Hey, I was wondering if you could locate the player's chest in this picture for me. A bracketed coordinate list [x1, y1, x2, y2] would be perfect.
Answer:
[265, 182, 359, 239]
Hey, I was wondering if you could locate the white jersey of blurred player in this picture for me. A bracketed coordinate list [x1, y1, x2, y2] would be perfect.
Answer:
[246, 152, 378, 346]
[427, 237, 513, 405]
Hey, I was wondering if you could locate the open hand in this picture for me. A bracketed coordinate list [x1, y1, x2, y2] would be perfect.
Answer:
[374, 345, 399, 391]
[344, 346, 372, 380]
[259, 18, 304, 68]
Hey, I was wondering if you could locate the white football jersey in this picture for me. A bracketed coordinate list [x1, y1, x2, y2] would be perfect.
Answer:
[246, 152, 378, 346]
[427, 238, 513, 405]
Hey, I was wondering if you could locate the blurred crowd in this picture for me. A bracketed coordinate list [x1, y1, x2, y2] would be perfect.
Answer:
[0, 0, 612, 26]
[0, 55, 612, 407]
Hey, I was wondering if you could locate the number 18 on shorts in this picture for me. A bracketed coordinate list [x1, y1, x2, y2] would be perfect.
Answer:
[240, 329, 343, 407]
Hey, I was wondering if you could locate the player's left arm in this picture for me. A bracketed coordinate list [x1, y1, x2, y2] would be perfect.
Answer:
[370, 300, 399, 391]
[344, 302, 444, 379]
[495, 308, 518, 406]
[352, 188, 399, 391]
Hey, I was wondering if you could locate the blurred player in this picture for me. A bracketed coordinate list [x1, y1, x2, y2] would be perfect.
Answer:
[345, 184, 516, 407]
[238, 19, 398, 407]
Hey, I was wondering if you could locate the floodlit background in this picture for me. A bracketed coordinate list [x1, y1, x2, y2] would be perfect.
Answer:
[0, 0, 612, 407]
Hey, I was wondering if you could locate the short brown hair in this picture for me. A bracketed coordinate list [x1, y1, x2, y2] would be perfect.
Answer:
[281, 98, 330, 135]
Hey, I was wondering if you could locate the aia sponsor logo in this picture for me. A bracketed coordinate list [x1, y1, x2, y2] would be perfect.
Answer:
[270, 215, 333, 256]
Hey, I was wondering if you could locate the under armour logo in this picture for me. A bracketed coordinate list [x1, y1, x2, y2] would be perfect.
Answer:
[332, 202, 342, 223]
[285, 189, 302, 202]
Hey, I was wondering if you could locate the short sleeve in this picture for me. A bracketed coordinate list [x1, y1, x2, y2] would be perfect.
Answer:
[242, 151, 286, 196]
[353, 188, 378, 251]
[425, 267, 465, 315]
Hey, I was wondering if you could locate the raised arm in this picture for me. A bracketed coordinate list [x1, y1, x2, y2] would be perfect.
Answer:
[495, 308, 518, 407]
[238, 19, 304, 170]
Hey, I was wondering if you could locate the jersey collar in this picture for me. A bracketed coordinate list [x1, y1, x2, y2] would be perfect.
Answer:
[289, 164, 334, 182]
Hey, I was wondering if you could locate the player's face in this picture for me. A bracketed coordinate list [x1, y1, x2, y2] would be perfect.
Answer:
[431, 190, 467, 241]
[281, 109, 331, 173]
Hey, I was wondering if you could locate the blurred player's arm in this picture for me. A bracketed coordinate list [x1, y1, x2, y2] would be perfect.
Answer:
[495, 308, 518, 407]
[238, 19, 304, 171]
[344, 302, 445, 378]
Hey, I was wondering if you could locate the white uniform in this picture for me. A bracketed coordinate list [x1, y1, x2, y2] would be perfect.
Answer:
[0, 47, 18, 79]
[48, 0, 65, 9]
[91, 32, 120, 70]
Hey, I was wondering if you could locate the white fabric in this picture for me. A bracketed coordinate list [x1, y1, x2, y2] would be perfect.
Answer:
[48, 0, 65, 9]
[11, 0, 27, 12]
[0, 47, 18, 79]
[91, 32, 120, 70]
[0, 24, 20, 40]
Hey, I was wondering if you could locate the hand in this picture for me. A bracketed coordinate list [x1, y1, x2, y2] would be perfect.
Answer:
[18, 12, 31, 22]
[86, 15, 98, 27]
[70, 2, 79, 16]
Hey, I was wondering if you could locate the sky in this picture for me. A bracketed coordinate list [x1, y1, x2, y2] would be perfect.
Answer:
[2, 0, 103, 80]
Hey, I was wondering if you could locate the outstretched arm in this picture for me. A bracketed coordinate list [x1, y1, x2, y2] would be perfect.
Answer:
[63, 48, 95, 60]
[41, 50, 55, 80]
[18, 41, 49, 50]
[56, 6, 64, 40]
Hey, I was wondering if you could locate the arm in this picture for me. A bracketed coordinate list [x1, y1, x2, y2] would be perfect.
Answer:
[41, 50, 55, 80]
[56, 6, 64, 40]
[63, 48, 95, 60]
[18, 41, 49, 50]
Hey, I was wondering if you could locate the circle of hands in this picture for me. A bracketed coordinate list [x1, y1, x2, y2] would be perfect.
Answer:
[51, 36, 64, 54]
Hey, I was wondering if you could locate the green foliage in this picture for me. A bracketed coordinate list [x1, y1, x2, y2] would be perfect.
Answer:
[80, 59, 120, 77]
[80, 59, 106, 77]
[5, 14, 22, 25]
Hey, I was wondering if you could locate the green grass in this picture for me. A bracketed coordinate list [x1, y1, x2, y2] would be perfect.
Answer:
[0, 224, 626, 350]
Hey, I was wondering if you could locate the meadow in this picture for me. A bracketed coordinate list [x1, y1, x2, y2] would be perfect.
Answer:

● ● ●

Reproduce all of the items above, substituting "would be ideal" for "would be perfect" and leaving everything else unchanged.

Hey, I was wondering if you could locate the player's chest in this picture for me. A bracketed coordinate list [x1, y1, x2, y2] would be ideal.
Answer:
[265, 182, 359, 239]
Hey, I was wondering if you could locate the white jersey of blurred player in this picture for me. A bracketed coordinate list [x1, y1, x2, y2] would be ideal.
Answer:
[246, 152, 378, 346]
[427, 237, 513, 405]
Hey, I was wondering if you could locate the open hand in this picture for me. A bracketed coordinate list [x1, y1, x2, y2] would be ideal.
Answer:
[374, 345, 399, 391]
[344, 346, 372, 380]
[259, 18, 304, 68]
Hey, I was wondering if you could locate the white football jersey in this picture for me. A bracketed coordinate list [x1, y1, x2, y2] would be ideal.
Answer:
[246, 152, 378, 346]
[427, 238, 513, 405]
Hey, I was wondering if you could locate the blurred crowd in this picture for me. A bracketed coordinate list [x1, y1, x2, y2] would be ideal.
Answer:
[0, 0, 612, 26]
[0, 55, 612, 407]
Hey, I was wondering if you could locate the number 18 on shorts in this picture for me. A bracketed coordinate list [x1, y1, x2, y2] would be ideal.
Answer:
[240, 329, 343, 407]
Hey, I was wondering if you could locate the player's left arm in this picture for me. A bracketed coordinate list [x1, y1, x2, y2] would be ideal.
Answer:
[370, 300, 399, 391]
[344, 302, 444, 379]
[495, 308, 518, 406]
[352, 188, 399, 391]
Hey, I was wondering if you could locate the blurred player in this picture for me. A bracketed coordinate list [x1, y1, x2, y2] would be ideal.
Answer:
[345, 184, 516, 407]
[238, 19, 398, 407]
Hey, I was wondering if you could locate the floodlit background in this picture for me. A bracketed coordinate list [x1, y1, x2, y2] would be ideal.
Answer:
[0, 0, 612, 407]
Hey, I was wondering if you could locate the short brown hair in this picture for me. A bracketed coordinate list [x1, y1, x2, y2] would be ideal.
Answer:
[281, 98, 330, 135]
Hey, I was wondering if you could locate the aia sponsor logo in this picture for me. A bracketed coordinate list [x1, y1, x2, y2] would be ideal.
Answer:
[270, 215, 333, 256]
Hey, I was wondering if you could locate the under armour logo in this picture for me. A bracketed coordinate list [x1, y1, x2, y2] would be ideal.
Answer:
[332, 202, 342, 223]
[285, 189, 302, 202]
Hey, I was wondering if you could locate the short sleeve in this picture for me. A bracketed coordinate list [x1, y1, x2, y2] would be ideal.
Answer:
[242, 151, 286, 196]
[353, 188, 378, 251]
[425, 267, 465, 315]
Hey, I was wondering if you could locate the raised arm in this picture for me. A bracketed coordinate list [x1, y1, x2, y2] would be ideal.
Answer:
[495, 308, 518, 407]
[238, 19, 304, 170]
Hey, I was wondering if you could locate the jersey collar in this picture for me. A bracketed coordinate list [x1, y1, x2, y2] would be ideal.
Answer:
[289, 164, 334, 182]
Hey, I was wondering if you could locate the player's face in this picture for me. A bracketed coordinate list [x1, y1, x2, y2] would be ideal.
Answer:
[431, 190, 467, 241]
[281, 109, 331, 173]
Hey, I was wondering if you could locate the blurred player's arm in this picture for me. A bracketed coordinate list [x1, y1, x2, y2] would be ideal.
Answer:
[495, 308, 518, 407]
[238, 19, 304, 171]
[344, 302, 445, 378]
Hey, I was wondering if you could locate the white uniform in this picture for me. A bracketed coordinate list [x1, y1, x2, y2] would be ideal.
Answer:
[0, 47, 18, 79]
[48, 0, 65, 9]
[91, 32, 120, 70]
Hey, I was wondering if you could locate the white fabric in this picture for me. A bracketed coordinate list [x1, y1, x2, y2] would be ideal.
Answer:
[48, 0, 65, 9]
[11, 0, 27, 12]
[0, 47, 18, 79]
[91, 32, 120, 70]
[0, 24, 20, 40]
Hey, I was wondering if you could locate the hand in this picture for me. A bracketed coordinate list [x1, y1, x2, y2] would be ideal.
Answer:
[18, 12, 31, 22]
[86, 15, 98, 27]
[70, 2, 79, 16]
Hey, I was wondering if you could locate the sky in this picture for me. A bracketed coordinate list [x1, y1, x2, y2] would be ideal.
Answer:
[2, 0, 103, 80]
Hey, I was wondering if you could locate the outstretched arm in this picture for me. A bracketed coordinate list [x1, y1, x2, y2] would be ideal.
Answer:
[63, 48, 95, 60]
[41, 50, 55, 80]
[18, 41, 49, 50]
[56, 6, 64, 40]
Hey, I was wondering if you could locate the arm in this picture for me. A bracketed coordinate list [x1, y1, x2, y2] would be ideal.
Answer:
[41, 50, 55, 80]
[56, 6, 64, 40]
[63, 48, 95, 60]
[18, 41, 49, 50]
Hey, I was wondering if you could locate the circle of hands in this picture for me. A bracketed coordinate list [x1, y1, x2, y2] would be ideal.
Answer:
[51, 36, 64, 54]
Hey, I was wondering if you could locate the green foliage in this picture for me. A bracketed coordinate list [x1, y1, x2, y2] would be ideal.
Answer:
[80, 59, 120, 77]
[80, 59, 106, 77]
[5, 14, 22, 25]
Hey, I was wondering if you could locate the green grass in this picture for me. A bracketed coordinate list [x1, y1, x2, y2] would be ideal.
Answer:
[0, 224, 626, 350]
Hey, I was wondering if you could locate the meadow in this picture for me. A bracketed coordinate list [x1, y1, x2, y2] would be ideal.
Answer:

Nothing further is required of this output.